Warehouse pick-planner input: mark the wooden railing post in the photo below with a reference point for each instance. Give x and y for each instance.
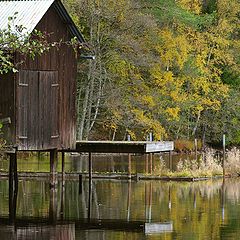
(53, 167)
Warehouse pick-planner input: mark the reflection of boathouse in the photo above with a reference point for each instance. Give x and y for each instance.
(44, 232)
(39, 100)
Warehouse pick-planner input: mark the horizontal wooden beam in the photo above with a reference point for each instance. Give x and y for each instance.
(123, 146)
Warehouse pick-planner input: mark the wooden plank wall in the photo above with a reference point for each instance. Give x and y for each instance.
(62, 60)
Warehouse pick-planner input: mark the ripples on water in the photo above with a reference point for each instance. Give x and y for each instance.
(121, 210)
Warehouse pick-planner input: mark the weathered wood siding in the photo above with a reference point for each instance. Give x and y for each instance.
(7, 106)
(38, 111)
(52, 116)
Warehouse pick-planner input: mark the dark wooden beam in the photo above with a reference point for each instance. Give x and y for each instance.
(122, 147)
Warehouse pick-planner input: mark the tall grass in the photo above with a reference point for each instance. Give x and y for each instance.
(209, 165)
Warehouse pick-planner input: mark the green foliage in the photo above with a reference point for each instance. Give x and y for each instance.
(167, 67)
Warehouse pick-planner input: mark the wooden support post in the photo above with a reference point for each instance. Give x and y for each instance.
(151, 165)
(53, 206)
(129, 200)
(129, 165)
(53, 167)
(80, 184)
(89, 185)
(170, 161)
(62, 201)
(195, 144)
(224, 154)
(89, 199)
(13, 186)
(63, 168)
(90, 166)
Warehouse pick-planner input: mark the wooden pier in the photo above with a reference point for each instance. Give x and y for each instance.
(141, 147)
(90, 147)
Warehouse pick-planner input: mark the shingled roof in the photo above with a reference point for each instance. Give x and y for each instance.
(28, 14)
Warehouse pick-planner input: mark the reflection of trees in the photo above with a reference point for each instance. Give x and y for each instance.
(196, 207)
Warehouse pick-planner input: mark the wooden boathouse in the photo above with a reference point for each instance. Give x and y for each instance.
(39, 101)
(37, 104)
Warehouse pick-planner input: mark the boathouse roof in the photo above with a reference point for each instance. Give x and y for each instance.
(28, 14)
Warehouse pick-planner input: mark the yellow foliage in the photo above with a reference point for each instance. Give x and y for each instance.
(173, 113)
(191, 5)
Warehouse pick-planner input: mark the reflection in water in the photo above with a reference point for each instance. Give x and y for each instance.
(121, 210)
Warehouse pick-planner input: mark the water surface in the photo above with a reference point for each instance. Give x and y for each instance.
(121, 210)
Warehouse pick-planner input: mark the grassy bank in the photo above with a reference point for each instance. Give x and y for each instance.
(208, 165)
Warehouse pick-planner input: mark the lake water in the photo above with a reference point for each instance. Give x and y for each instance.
(119, 210)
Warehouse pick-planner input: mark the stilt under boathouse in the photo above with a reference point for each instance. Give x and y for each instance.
(37, 104)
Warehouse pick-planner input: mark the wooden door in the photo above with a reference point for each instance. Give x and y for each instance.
(38, 110)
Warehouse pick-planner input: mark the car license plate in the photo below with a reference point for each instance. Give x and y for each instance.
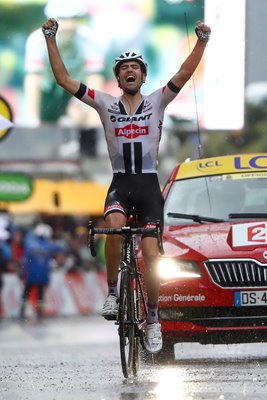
(249, 298)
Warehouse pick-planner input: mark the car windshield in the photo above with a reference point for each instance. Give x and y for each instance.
(221, 197)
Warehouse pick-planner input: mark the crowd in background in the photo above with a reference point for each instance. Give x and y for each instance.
(68, 234)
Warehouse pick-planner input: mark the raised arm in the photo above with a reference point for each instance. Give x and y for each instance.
(190, 64)
(60, 72)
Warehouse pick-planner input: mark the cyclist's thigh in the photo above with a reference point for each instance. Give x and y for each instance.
(117, 200)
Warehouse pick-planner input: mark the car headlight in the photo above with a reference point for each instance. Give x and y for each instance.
(171, 268)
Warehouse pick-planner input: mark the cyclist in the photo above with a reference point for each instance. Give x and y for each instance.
(132, 124)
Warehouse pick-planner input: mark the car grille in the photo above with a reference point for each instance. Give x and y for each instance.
(237, 273)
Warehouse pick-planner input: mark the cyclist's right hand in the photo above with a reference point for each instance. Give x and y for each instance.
(50, 28)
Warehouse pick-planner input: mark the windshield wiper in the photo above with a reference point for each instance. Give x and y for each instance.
(248, 215)
(195, 217)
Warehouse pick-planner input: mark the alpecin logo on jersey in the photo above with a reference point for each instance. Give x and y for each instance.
(131, 131)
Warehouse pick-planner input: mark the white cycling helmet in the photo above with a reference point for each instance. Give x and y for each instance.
(128, 56)
(65, 9)
(43, 230)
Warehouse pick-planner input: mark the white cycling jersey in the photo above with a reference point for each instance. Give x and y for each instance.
(132, 140)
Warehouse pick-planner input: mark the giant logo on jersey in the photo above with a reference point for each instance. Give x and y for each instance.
(131, 131)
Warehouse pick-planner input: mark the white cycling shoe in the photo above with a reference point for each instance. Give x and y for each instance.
(153, 338)
(110, 308)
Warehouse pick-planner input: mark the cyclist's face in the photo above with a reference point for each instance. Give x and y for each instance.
(130, 77)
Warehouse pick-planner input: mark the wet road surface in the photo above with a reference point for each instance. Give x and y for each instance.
(78, 358)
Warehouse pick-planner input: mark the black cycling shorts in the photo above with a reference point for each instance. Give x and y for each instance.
(141, 191)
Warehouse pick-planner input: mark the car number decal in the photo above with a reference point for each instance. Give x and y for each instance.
(249, 298)
(248, 235)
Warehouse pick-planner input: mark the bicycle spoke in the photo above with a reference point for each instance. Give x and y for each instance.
(126, 324)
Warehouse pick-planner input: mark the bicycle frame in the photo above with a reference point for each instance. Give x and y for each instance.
(132, 302)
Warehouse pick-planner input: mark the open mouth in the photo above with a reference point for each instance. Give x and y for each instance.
(130, 78)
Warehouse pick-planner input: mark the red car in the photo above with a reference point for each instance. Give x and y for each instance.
(214, 270)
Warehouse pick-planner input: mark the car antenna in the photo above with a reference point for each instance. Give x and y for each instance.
(200, 148)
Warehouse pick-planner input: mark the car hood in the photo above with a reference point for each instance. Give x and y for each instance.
(204, 241)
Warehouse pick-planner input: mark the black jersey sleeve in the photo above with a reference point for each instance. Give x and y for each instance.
(81, 91)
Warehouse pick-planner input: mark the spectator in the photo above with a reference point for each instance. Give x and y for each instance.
(39, 252)
(5, 253)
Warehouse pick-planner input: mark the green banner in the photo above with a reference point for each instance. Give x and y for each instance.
(15, 187)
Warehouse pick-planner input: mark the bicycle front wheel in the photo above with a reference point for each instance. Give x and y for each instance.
(126, 324)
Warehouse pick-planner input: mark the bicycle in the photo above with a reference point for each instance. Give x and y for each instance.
(132, 301)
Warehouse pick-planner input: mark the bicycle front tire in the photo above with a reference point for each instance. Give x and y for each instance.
(126, 324)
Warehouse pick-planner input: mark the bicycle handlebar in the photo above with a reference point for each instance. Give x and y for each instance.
(125, 230)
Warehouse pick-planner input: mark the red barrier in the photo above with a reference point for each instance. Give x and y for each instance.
(75, 293)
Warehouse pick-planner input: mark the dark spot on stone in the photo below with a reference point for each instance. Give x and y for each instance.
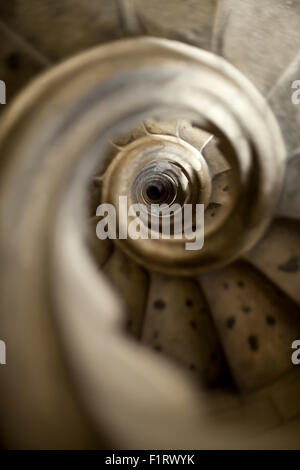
(291, 266)
(270, 320)
(246, 309)
(13, 61)
(159, 304)
(253, 342)
(230, 322)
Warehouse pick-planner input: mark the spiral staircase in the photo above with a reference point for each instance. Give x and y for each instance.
(141, 343)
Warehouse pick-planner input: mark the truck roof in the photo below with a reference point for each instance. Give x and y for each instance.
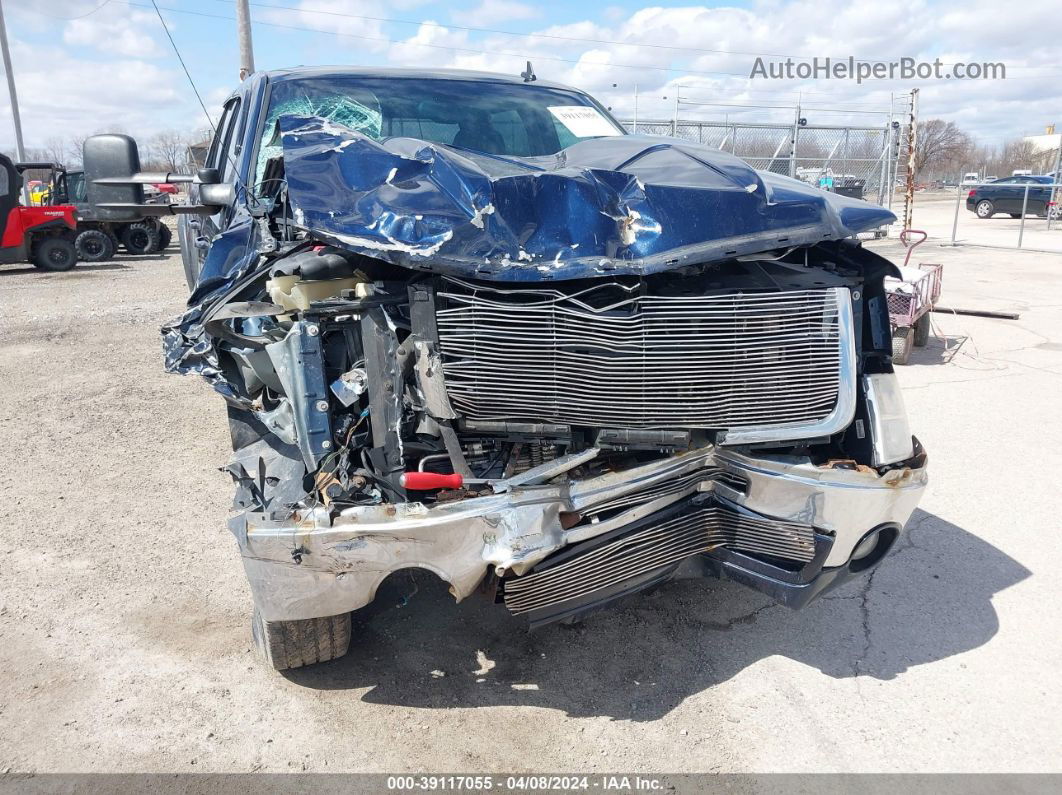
(297, 72)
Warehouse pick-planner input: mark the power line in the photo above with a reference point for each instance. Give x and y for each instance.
(521, 56)
(450, 48)
(183, 66)
(558, 37)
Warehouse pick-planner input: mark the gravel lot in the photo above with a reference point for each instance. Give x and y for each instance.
(124, 635)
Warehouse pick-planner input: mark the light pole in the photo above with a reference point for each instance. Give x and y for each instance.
(243, 32)
(19, 149)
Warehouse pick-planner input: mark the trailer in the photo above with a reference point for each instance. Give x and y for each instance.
(911, 298)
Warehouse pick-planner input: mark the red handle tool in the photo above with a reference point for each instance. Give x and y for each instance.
(430, 481)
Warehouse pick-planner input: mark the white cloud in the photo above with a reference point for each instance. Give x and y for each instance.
(493, 12)
(864, 29)
(127, 34)
(63, 97)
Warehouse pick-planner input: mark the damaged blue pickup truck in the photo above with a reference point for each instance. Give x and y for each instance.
(465, 323)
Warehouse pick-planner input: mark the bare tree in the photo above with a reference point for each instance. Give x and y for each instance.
(75, 145)
(941, 147)
(169, 150)
(56, 151)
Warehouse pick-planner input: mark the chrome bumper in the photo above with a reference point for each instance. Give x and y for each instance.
(311, 566)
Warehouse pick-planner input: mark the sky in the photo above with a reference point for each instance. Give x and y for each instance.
(87, 66)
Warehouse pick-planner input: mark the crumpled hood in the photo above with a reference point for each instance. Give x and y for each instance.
(619, 205)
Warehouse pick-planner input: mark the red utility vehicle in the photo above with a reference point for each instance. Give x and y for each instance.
(43, 236)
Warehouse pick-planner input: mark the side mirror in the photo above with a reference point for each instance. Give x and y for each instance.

◆ ◆ ◆

Instruction: Rewrite every line above, from the line with "Warehouse pick-planner input: mark the crumpled" through the last line, with both ends included, and shift each coordinate by adding 80 to it.

Response:
Warehouse pick-planner input: mark the crumpled hood in the photo above with a reference point for each instance. Give x and y for each instance.
(699, 285)
Warehouse pick-planner input: mark the red utility vehicle in the photo above with a reference point for each instance. Give x and y for each instance.
(123, 316)
Warehouse pick-planner input: mark the side mirror in the photo above with a reference point for each instance. Give x and y for each instance.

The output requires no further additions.